### [TASK OBJECTIVE]
Can you rewrite all of the material below as a two-column CSV with the columns instruction and answer, one row per instruction and its answer, each value in a quoted field with line breaks turned into spaces? Leave the pictures out.

※ ※ ※

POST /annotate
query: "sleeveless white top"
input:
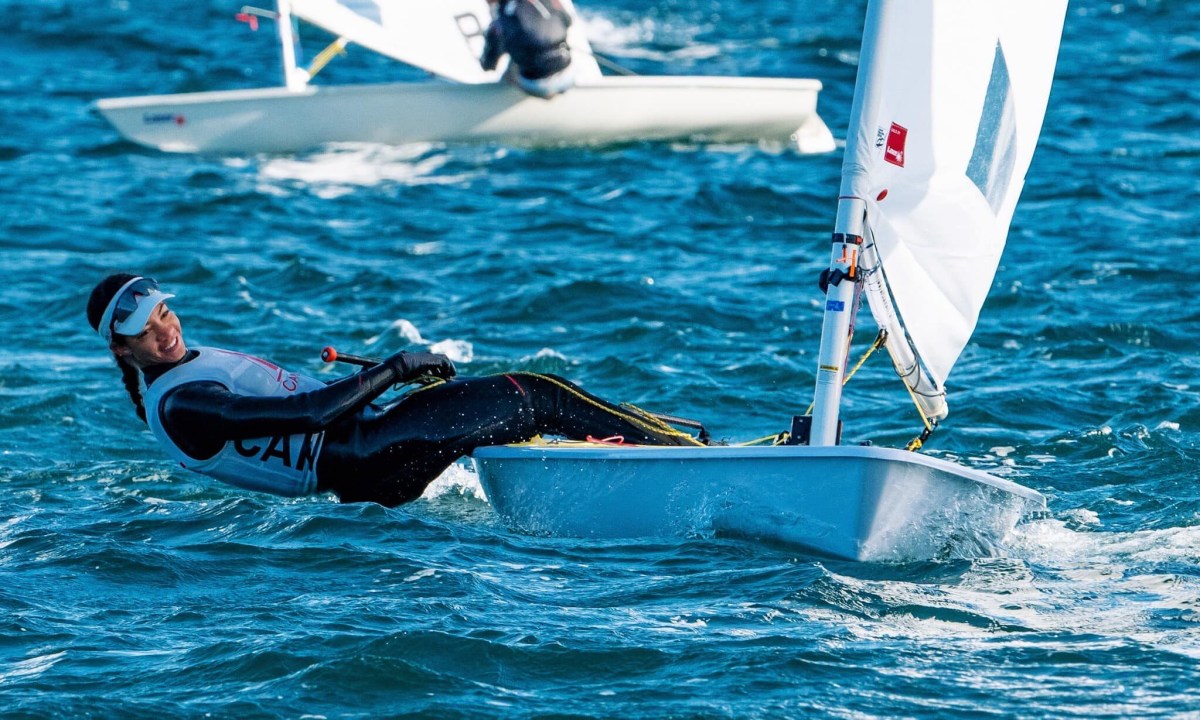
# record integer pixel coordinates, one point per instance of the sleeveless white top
(281, 465)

※ ※ ※

### [COMPLETE OUTPUT]
instruction,answer
"POST /annotate query: ""sleeveless white top"" input: # record integer pixel coordinates, one point per instance of the sleeveless white top","(281, 465)"